Scan the lines below; pull out those with "order".

* RAW DATA
::::

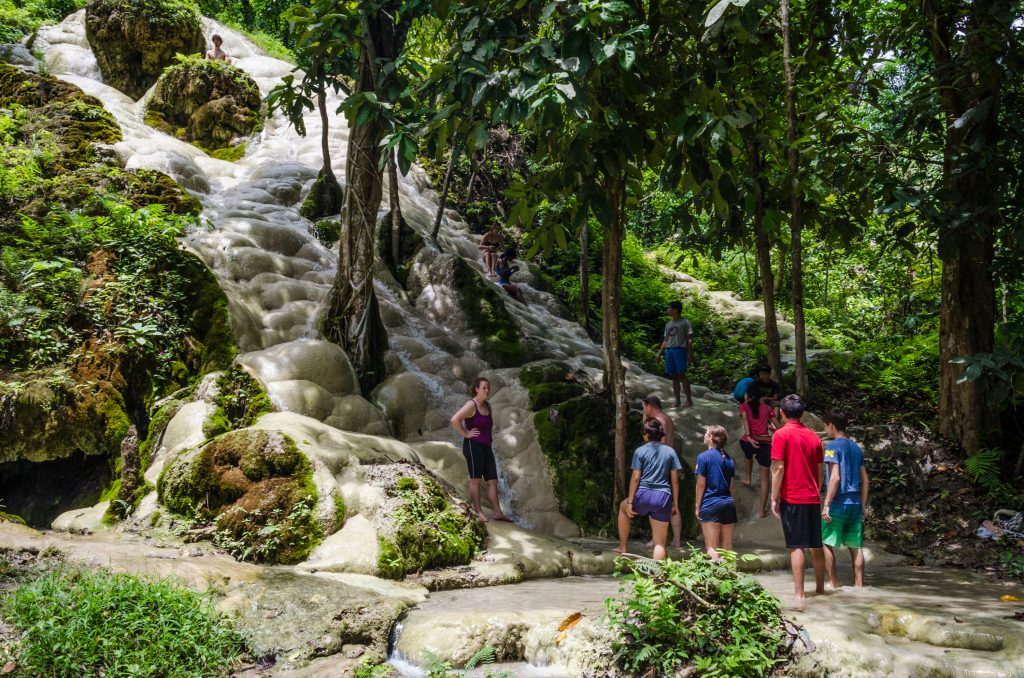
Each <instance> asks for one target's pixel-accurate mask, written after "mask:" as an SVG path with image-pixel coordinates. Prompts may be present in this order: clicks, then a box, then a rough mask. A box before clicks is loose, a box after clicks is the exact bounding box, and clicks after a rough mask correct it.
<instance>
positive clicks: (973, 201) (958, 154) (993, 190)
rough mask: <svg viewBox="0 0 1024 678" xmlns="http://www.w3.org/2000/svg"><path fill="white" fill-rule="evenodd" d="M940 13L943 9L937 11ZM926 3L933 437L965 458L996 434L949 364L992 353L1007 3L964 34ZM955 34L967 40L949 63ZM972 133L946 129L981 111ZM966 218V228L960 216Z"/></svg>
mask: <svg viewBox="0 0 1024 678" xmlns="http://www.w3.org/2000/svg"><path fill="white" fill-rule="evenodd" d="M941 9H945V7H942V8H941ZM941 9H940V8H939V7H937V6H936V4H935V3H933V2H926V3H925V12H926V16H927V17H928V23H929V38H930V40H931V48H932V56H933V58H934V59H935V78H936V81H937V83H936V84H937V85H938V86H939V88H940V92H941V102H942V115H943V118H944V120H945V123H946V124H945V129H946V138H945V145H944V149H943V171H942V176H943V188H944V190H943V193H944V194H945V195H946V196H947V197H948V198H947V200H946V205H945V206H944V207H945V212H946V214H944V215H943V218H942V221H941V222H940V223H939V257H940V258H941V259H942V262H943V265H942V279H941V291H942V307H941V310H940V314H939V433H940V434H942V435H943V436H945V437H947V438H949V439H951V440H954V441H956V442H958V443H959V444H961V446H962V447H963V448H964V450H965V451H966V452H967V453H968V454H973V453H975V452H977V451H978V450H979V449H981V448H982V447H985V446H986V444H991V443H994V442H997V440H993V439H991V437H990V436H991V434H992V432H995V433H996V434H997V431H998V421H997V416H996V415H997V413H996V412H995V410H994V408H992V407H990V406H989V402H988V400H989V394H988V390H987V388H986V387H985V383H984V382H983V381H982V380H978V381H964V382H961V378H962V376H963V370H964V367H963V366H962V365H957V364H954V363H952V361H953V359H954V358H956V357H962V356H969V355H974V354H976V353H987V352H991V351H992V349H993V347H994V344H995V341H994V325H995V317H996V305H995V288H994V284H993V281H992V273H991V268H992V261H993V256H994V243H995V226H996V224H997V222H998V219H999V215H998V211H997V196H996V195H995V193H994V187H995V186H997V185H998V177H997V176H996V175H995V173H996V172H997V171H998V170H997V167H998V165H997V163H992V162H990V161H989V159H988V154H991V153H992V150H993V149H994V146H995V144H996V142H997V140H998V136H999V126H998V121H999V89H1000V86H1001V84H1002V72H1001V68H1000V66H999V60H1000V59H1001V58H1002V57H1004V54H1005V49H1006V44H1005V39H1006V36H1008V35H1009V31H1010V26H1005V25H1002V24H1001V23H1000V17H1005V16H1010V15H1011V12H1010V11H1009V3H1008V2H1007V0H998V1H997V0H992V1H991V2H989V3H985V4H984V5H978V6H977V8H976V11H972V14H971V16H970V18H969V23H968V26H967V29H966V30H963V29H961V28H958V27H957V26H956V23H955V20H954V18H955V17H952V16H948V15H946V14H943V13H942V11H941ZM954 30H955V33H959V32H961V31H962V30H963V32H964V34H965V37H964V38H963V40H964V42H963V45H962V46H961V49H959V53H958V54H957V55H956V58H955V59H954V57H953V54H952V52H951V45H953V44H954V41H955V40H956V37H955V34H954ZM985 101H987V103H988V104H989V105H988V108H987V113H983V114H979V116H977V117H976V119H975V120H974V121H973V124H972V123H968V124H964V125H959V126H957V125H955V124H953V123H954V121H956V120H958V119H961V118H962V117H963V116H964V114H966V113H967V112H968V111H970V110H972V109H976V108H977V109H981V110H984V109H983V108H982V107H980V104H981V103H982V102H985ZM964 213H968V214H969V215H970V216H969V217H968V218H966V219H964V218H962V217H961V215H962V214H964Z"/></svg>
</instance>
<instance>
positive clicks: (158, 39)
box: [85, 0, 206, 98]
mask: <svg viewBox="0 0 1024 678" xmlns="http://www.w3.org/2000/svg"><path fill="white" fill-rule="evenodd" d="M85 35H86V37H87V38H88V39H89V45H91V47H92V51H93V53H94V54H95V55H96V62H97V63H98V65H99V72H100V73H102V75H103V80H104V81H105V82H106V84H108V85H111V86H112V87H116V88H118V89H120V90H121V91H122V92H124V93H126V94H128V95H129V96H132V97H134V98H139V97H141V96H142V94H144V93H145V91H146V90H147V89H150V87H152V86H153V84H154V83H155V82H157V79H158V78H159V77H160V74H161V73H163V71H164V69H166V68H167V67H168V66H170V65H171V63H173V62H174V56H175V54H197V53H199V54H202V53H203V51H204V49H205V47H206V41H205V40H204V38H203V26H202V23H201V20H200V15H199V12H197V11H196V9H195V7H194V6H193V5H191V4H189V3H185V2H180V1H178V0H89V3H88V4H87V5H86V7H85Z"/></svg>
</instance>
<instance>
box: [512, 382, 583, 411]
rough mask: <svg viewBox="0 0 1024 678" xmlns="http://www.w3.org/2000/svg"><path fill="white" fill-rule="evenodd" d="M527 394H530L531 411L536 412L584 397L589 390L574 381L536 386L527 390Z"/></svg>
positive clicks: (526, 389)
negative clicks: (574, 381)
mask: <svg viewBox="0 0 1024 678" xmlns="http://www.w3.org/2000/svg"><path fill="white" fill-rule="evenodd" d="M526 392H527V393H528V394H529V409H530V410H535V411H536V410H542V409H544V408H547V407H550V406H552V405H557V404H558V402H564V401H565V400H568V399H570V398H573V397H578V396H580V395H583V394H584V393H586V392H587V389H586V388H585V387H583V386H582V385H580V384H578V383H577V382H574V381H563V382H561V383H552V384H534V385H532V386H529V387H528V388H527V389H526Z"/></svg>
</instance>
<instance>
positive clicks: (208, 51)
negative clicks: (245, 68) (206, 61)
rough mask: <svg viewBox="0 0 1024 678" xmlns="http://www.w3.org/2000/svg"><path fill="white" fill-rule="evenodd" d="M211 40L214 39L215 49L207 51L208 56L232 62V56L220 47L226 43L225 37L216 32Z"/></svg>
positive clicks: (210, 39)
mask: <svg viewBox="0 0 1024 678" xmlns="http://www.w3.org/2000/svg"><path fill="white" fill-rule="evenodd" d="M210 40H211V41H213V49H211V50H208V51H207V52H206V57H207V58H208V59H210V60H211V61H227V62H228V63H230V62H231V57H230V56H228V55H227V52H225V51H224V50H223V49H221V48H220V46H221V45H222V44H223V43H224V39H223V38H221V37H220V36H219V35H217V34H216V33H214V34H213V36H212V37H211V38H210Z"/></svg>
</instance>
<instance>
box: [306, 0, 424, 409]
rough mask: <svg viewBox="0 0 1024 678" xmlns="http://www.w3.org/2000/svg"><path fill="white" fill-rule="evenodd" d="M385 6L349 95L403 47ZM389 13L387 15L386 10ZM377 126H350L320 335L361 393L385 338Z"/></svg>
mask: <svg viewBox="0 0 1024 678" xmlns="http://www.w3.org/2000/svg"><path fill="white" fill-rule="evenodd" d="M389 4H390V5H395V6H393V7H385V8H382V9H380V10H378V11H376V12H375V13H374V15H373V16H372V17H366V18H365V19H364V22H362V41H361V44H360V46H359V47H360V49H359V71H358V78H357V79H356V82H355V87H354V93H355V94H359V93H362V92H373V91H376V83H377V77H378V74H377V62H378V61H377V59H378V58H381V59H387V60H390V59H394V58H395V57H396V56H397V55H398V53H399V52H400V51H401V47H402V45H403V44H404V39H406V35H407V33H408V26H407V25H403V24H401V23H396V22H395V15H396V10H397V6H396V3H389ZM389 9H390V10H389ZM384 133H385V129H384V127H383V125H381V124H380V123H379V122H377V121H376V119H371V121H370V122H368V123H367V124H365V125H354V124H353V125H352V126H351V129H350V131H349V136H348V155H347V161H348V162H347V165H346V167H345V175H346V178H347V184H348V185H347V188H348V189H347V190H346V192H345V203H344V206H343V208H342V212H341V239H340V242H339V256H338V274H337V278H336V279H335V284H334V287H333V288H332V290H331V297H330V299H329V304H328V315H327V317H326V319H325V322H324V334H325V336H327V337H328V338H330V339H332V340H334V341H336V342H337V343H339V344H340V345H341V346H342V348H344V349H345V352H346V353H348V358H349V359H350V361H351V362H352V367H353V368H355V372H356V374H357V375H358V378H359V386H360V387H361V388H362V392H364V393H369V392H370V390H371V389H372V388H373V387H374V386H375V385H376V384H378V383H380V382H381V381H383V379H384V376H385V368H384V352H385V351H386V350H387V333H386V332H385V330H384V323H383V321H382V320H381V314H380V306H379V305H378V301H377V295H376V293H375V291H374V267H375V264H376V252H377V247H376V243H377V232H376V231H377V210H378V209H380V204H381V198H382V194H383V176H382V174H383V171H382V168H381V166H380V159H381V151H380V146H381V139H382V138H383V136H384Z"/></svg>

::::

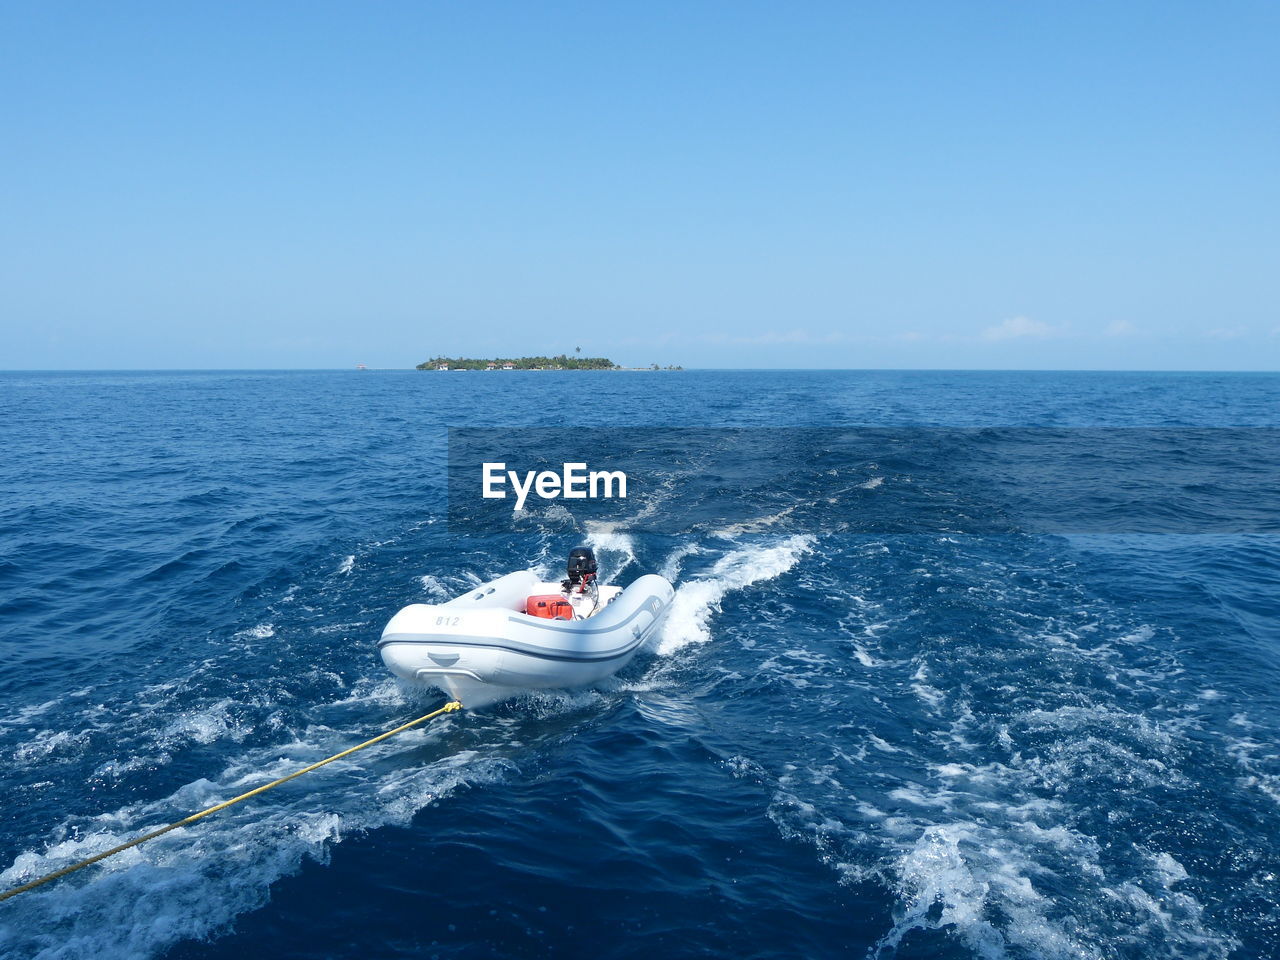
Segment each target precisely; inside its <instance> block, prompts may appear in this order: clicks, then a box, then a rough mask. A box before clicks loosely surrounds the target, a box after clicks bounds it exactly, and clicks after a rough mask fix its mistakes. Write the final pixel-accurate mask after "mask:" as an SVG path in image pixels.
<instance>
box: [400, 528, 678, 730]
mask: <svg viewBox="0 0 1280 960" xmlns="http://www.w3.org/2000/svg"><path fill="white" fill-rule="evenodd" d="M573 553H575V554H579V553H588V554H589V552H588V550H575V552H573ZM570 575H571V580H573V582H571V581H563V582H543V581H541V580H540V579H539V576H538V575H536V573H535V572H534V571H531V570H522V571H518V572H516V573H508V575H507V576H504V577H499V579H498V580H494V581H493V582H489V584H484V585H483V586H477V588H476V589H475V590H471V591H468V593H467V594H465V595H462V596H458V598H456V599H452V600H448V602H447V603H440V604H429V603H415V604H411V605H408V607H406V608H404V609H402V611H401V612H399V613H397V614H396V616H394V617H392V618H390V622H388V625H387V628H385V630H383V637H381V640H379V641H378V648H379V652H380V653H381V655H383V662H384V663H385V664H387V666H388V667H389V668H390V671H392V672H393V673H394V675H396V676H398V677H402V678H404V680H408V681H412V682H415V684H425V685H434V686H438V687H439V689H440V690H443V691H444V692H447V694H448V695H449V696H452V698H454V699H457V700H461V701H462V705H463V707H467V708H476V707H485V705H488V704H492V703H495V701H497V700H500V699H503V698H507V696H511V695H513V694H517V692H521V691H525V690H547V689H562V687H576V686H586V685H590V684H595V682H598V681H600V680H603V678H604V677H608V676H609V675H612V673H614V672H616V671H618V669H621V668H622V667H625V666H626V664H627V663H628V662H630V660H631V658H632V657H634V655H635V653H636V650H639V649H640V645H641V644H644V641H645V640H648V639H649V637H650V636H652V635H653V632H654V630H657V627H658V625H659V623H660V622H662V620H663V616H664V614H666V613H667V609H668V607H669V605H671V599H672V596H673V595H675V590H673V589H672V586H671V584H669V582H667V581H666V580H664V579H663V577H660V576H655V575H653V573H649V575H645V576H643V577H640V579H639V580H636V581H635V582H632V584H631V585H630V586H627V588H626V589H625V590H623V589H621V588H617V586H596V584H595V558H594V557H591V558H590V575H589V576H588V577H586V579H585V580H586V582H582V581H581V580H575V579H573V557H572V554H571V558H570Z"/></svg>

::::

* WORKED SOLUTION
Each <instance> asks for one target's pixel-accurate mask, written after "mask:" as an SVG path with image-pixel coordinates. Prompts may be present in this order: clicks, then a box, then a rough mask. A box before clicks is loose, a box after clicks is the exact bounding box, and clicks after a rough mask correct it.
Segment each target precisely; inside its <instance> block, prompts may appear in this order: clicks, then a box, then a rough mask. A box before clicks loosely surrounds the target, a box after clicks bounds it exactly, and clicks after a rough mask fix its mistakes. Write the final pixel-accurate mask after "mask:" as an SVG path in image pixels.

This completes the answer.